**PROVIDED PASSAGE**
** start **
Yesterday was beautiful, it felt like the first day of fall in Phoenix, and that’s a big deal. So I took my kids on a nice long walk to enjoy the brisk freshness of the morning. I mentioned to my kids that I thought that it was the most beautiful day of the year. My youngest responded, in typical three year old fashion, with the dreaded question – “Why?” I mean, it’s easy to see why and would be apparent to anyone else on the block but sometimes kids need the obvious pointed out to them. Sometimes it’s hard, but it keeps me sharp and acutely aware of all of the nuances around in me in those situations.
One of the best live acts I’ve seen this year is a three man band that goes by the name The Stepkids. These guys make amazing music and put on a helluva show. Believe me when I say that they are some of the best at what they do. We’re all adults here so don’t ask me why. All I can tell you is that when three equally talented and musically gifted dudes get together and start putting out albums on Stones Throw Records, it’s a win for everybody. If you’re not in the know, start by streaming their most recent release down below. Then make your way back to the older material. And if you already know what’s what then why ask why?
These guys deliver the goods with an amazing mesh of everything you love about funk, R&B, psych rock and sprinkles of anything Hip Hop has ever sampled. It’s a unique sound but at the same time sounds so familiar. They’re the reflection of all of your musical memories squeezed into a three piece unit.
From Stones Throw’s Stepkids page:
…they’ve utilized kaleidoscopic projections to enhance their music and turn their sets into fully immersive experiences for their audience. But there, too, the band is evolving. “We’ve actually started to do acoustic performances and acoustic videos, broken-down stuff without any production,” says Gitleman. “We’re trying to expand the brand and do more psychedelic stuff, but also more of the revealing, conventional type of performances.” “We thought our fans would want to be able to focus on what we’re actually playing and who’s actually singing,” adds Edinberg. “We’re all for that, too. We like a healthy mix.”
** end **
**ENTRIES SHOWN**
** start **
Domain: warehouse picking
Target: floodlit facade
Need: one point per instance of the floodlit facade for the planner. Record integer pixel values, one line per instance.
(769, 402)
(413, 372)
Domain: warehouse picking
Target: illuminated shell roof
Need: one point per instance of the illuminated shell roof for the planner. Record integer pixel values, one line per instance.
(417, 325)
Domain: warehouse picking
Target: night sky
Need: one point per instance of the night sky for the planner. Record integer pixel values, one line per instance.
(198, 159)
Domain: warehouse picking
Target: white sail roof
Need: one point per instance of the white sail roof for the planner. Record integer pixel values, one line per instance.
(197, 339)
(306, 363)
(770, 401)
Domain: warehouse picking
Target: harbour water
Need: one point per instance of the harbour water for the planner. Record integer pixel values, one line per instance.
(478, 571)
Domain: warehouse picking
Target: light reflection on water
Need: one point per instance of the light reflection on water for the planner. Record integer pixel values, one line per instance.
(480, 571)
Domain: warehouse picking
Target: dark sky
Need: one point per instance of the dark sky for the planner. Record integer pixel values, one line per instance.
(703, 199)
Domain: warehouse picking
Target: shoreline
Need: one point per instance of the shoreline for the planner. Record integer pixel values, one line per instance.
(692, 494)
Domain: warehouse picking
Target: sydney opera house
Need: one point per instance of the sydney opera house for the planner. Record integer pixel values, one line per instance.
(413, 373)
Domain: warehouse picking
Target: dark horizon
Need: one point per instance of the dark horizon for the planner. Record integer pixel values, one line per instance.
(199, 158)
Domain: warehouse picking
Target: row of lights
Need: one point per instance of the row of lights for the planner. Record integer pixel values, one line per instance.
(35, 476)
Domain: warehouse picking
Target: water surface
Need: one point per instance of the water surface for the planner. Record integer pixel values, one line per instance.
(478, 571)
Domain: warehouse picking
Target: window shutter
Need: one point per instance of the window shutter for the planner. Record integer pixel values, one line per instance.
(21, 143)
** end **
**INSTRUCTIONS TO FOLLOW**
From the text about The Stepkids, copy everything from "One of the best" down to "why ask why?" word for word.

**WRITTEN RESPONSE**
One of the best live acts I’ve seen this year is a three man band that goes by the name The Stepkids. These guys make amazing music and put on a helluva show. Believe me when I say that they are some of the best at what they do. We’re all adults here so don’t ask me why. All I can tell you is that when three equally talented and musically gifted dudes get together and start putting out albums on Stones Throw Records, it’s a win for everybody. If you’re not in the know, start by streaming their most recent release down below. Then make your way back to the older material. And if you already know what’s what then why ask why?